[Records supplied]:
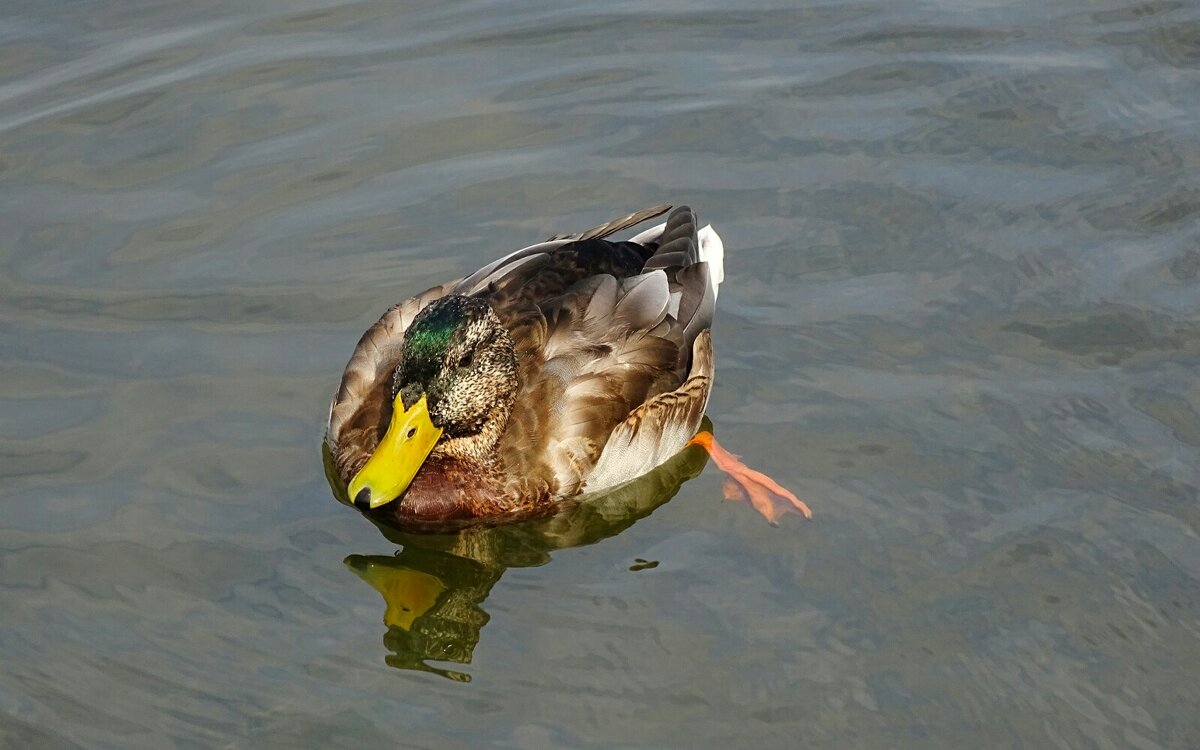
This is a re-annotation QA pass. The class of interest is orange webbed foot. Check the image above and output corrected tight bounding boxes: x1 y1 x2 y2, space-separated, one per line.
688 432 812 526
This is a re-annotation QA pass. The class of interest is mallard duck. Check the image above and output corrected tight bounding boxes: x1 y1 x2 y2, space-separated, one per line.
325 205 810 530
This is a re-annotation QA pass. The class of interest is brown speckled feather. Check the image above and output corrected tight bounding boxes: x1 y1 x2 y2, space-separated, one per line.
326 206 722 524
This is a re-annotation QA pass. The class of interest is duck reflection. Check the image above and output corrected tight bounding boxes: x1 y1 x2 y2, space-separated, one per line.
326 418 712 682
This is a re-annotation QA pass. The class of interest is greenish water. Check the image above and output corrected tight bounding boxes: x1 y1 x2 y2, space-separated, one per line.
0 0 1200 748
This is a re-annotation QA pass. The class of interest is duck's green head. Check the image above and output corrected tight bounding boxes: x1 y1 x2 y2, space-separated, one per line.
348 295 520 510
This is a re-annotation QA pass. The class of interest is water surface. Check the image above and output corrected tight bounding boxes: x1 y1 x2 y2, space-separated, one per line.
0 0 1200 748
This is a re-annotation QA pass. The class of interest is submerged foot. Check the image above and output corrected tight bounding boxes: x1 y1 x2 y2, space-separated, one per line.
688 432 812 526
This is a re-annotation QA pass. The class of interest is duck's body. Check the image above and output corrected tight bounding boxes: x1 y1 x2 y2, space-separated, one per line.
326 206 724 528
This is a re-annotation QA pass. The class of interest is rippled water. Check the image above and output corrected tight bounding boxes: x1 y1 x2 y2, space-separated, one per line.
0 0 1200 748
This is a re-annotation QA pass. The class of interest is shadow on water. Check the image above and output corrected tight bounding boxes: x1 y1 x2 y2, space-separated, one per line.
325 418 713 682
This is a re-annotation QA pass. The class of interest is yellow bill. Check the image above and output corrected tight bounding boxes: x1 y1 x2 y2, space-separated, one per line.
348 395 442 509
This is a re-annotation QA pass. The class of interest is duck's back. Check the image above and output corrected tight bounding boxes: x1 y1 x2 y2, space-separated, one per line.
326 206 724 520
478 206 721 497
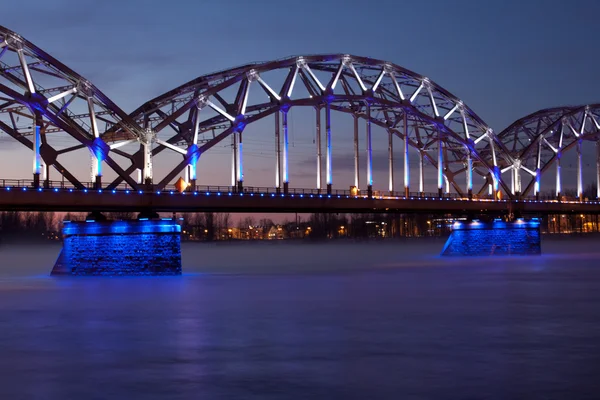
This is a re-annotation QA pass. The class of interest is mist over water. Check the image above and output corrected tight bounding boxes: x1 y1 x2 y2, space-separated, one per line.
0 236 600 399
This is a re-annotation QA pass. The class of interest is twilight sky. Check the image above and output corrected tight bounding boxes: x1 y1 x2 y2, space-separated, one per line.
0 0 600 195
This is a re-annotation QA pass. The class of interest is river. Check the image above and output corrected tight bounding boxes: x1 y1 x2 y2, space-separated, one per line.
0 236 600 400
* * *
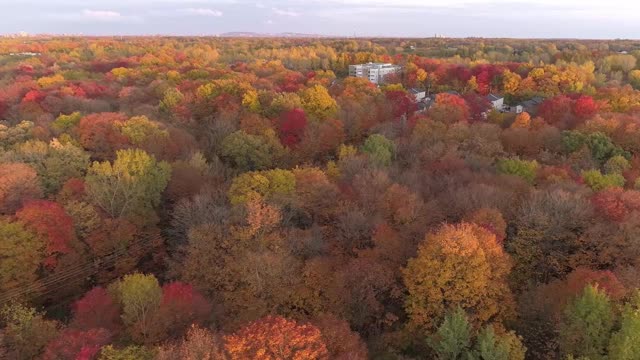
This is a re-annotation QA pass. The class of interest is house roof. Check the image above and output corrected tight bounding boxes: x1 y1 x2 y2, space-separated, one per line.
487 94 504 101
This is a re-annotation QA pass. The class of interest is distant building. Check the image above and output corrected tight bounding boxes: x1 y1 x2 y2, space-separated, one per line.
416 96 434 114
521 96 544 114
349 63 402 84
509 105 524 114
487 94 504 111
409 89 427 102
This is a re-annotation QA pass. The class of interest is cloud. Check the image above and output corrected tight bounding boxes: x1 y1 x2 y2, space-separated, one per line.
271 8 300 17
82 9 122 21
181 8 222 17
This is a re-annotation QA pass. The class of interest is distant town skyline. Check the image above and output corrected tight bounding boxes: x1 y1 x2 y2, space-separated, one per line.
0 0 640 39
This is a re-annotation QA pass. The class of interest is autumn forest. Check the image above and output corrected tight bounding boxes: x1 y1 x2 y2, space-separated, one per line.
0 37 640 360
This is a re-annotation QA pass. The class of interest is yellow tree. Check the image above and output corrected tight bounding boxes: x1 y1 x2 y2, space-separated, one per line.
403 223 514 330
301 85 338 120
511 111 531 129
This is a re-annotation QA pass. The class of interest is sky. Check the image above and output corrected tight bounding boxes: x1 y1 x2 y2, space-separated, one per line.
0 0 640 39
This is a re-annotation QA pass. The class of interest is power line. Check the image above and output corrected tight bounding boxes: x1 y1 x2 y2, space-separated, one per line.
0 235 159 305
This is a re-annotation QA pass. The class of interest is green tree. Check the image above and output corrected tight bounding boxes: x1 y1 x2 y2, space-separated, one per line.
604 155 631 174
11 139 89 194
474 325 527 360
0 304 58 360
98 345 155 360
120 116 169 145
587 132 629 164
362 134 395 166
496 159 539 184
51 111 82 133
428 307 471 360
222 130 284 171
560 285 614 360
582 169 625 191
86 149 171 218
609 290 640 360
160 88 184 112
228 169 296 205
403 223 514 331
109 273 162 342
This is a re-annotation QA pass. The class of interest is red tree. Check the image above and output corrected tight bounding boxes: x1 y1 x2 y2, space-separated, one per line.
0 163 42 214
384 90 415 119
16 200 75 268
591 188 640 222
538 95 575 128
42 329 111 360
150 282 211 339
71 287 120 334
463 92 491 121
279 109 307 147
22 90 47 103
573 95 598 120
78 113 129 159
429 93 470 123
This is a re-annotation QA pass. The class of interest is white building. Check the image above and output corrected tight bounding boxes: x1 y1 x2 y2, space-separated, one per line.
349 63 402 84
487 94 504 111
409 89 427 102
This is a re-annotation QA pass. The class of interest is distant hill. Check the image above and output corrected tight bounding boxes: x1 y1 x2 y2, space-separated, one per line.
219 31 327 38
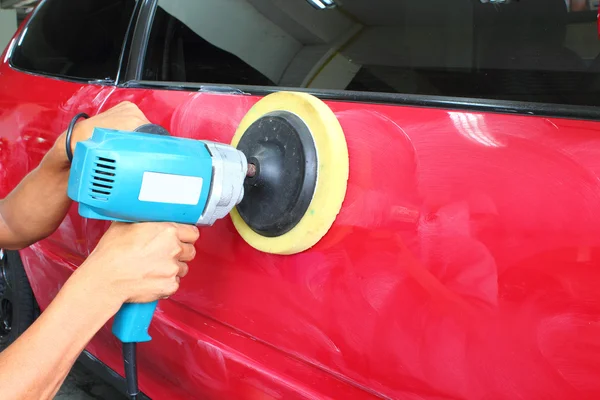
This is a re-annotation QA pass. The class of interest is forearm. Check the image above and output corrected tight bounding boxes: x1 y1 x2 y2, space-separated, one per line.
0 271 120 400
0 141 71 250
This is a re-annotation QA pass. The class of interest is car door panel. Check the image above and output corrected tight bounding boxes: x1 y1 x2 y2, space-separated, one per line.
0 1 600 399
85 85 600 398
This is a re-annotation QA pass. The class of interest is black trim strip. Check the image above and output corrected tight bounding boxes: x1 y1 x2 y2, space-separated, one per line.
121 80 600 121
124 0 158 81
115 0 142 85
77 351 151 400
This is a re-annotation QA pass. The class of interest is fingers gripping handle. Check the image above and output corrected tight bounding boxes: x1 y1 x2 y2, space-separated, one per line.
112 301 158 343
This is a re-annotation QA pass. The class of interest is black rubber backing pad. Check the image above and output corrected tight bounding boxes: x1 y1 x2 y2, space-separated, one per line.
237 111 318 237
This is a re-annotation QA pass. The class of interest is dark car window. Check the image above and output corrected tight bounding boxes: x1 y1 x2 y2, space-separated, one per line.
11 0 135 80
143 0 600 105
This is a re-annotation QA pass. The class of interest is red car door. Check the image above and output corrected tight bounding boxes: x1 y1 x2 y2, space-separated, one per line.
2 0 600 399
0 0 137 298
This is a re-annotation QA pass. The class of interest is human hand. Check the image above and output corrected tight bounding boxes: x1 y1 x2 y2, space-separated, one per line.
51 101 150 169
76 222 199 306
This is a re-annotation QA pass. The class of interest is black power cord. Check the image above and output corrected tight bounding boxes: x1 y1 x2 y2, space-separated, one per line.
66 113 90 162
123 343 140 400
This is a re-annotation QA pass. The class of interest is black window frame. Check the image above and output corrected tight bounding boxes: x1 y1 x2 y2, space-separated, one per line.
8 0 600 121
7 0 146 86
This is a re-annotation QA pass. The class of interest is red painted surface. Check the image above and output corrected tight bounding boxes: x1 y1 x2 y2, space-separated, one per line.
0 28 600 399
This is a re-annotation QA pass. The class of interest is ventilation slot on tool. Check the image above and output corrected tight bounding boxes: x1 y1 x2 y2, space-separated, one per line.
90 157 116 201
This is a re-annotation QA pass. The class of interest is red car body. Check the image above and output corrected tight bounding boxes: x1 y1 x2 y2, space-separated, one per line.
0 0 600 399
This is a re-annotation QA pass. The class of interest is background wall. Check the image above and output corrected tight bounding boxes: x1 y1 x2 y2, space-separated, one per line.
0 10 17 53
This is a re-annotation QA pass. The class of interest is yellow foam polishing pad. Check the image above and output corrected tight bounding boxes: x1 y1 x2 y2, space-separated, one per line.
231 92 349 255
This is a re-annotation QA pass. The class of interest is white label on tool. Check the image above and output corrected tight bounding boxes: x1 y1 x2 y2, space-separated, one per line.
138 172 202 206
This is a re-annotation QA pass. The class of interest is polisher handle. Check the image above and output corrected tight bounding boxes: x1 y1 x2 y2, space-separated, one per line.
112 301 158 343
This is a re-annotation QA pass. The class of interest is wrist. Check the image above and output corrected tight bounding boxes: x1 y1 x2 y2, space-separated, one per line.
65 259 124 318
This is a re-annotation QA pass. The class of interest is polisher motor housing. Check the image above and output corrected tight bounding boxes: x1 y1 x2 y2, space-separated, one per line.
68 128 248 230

[What you are asked to do]: Express the stretch of data from the line containing "interest is river." through the line containing "0 236 600 400" as a JSON list of strings, with one string per line and blank lines left out.

[Task answer]:
[
  "This is a re-annotation QA pass. The class of interest is river. Check the image above and output corrected tight bounding boxes: x1 y1 x2 y2, space-separated, one per line.",
  "0 236 600 400"
]